[BEGIN Extracted material]
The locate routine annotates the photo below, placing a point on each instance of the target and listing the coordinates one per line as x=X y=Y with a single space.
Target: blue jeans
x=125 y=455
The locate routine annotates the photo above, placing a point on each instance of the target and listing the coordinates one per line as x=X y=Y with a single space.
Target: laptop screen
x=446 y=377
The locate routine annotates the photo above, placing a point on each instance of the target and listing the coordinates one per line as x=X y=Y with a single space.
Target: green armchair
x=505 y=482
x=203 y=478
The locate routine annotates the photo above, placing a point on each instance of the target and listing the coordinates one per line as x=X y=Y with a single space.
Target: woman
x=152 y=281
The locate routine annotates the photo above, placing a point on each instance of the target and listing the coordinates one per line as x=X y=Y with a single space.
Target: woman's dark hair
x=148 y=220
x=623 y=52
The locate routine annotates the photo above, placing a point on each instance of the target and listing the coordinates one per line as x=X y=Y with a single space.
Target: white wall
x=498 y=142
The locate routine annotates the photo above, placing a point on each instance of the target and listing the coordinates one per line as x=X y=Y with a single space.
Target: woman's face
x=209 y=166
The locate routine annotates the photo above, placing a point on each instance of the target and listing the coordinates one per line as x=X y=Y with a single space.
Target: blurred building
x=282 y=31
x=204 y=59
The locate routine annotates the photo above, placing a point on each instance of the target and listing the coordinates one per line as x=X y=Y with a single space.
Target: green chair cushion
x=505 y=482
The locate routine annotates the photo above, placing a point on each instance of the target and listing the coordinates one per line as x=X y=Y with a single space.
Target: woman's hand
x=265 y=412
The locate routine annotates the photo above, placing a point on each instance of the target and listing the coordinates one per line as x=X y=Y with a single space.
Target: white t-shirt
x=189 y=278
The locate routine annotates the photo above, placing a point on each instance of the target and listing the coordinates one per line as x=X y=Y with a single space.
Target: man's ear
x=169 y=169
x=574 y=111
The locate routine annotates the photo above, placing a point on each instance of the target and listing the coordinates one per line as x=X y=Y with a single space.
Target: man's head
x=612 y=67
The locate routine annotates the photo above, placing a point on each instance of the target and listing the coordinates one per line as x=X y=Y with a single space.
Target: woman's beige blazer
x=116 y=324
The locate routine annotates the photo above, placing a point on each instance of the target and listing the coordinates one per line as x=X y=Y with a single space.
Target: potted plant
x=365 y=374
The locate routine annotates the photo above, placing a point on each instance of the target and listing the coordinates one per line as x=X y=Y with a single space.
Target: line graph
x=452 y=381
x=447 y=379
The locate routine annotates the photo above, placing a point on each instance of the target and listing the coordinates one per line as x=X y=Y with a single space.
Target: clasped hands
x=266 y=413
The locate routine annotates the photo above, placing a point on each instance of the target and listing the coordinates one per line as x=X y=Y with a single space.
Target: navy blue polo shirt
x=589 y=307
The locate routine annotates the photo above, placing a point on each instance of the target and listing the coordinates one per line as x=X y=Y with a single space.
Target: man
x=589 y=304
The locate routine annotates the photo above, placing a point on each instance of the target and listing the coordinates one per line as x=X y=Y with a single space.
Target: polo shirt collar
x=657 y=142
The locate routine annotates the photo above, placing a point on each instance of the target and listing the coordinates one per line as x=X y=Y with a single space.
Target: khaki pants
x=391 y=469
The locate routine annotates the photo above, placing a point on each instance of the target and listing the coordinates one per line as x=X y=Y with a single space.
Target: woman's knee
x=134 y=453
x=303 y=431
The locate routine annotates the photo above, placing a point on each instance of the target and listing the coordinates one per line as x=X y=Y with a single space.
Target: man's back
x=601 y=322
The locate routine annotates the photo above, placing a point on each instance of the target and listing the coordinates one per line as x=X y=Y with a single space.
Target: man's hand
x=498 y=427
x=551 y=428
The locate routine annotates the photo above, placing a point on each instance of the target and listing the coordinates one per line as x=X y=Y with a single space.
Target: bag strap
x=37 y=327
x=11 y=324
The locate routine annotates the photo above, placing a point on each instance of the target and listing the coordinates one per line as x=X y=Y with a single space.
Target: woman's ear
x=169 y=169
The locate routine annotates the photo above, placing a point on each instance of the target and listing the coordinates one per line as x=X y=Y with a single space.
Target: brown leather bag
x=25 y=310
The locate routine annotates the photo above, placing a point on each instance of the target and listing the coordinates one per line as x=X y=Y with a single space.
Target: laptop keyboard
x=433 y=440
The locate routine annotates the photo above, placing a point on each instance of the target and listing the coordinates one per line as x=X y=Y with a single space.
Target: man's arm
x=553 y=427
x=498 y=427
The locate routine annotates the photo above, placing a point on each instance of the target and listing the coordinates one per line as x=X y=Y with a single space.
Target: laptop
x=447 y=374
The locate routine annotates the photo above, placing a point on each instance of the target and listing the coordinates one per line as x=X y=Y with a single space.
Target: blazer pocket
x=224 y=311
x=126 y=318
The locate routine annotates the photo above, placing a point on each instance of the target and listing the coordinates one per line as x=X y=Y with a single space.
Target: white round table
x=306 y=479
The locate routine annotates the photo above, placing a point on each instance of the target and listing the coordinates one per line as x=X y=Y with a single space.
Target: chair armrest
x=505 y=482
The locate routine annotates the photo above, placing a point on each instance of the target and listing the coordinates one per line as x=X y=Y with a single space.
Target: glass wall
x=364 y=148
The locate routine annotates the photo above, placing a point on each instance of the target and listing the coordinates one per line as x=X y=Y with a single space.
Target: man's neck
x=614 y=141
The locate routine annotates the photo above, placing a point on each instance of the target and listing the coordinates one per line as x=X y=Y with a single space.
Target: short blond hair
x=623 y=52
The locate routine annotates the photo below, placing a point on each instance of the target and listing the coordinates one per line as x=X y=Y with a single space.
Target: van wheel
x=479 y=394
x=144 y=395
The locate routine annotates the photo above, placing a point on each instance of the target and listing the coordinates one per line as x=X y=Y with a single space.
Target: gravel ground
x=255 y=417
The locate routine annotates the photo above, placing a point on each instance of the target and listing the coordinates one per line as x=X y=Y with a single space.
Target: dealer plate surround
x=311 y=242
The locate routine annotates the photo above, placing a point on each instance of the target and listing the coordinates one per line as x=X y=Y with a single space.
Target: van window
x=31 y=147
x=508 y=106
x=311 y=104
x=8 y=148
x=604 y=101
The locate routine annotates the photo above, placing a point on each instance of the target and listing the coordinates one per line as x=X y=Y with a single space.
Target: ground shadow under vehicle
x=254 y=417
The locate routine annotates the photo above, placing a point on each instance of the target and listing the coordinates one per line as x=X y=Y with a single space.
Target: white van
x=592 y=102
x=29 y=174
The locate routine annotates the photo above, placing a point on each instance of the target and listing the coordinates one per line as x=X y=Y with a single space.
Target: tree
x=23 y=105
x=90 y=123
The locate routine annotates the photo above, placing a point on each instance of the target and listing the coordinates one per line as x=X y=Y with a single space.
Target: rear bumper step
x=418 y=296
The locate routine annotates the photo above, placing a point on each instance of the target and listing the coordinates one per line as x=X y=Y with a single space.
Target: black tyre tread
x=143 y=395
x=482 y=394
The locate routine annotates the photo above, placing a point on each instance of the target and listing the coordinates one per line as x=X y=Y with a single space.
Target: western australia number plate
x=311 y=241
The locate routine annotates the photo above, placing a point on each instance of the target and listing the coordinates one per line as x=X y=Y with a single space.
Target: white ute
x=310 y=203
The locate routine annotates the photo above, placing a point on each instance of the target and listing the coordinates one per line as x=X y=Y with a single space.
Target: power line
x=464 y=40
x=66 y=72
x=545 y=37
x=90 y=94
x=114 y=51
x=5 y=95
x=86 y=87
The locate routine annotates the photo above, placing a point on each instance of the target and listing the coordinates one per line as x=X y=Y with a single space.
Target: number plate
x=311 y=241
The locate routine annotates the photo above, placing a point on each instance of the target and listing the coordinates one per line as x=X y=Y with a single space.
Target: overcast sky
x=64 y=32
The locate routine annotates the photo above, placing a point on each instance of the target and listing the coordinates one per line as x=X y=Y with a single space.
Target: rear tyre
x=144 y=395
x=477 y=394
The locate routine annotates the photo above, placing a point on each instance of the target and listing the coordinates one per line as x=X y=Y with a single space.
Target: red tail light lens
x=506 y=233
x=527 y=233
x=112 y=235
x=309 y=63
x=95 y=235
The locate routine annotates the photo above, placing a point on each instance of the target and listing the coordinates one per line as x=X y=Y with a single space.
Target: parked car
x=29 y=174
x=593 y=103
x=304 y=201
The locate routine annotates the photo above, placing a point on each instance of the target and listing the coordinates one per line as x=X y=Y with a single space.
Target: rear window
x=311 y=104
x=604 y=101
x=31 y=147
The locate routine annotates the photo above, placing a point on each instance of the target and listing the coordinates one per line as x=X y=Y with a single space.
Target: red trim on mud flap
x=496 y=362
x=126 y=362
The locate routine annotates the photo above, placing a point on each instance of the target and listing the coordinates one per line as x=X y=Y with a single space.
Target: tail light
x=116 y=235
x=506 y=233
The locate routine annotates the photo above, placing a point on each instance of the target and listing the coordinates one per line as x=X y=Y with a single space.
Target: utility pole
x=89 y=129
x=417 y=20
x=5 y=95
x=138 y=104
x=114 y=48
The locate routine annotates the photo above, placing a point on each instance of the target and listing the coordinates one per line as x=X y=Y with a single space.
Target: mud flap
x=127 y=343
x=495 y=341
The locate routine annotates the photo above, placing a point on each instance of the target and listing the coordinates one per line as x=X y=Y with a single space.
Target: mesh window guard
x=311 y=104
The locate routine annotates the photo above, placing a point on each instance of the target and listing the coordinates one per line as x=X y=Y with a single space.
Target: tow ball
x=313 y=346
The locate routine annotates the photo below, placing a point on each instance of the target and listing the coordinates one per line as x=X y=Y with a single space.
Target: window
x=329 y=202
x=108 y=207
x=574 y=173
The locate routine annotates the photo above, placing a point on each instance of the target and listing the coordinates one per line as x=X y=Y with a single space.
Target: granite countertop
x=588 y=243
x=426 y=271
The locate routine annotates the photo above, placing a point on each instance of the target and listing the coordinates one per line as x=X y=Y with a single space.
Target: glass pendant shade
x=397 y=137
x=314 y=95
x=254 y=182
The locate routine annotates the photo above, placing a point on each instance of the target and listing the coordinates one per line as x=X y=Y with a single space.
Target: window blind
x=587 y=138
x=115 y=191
[END Extracted material]
Work instructions: Write out, without any alteration, the lines of the records from the first line through the line containing "x=125 y=455", including both.

Complete response:
The locate routine annotates the photo below, placing a point on each instance of the target and listing the coordinates one per line as x=X y=Y with a single space.
Target: blue jeans
x=125 y=455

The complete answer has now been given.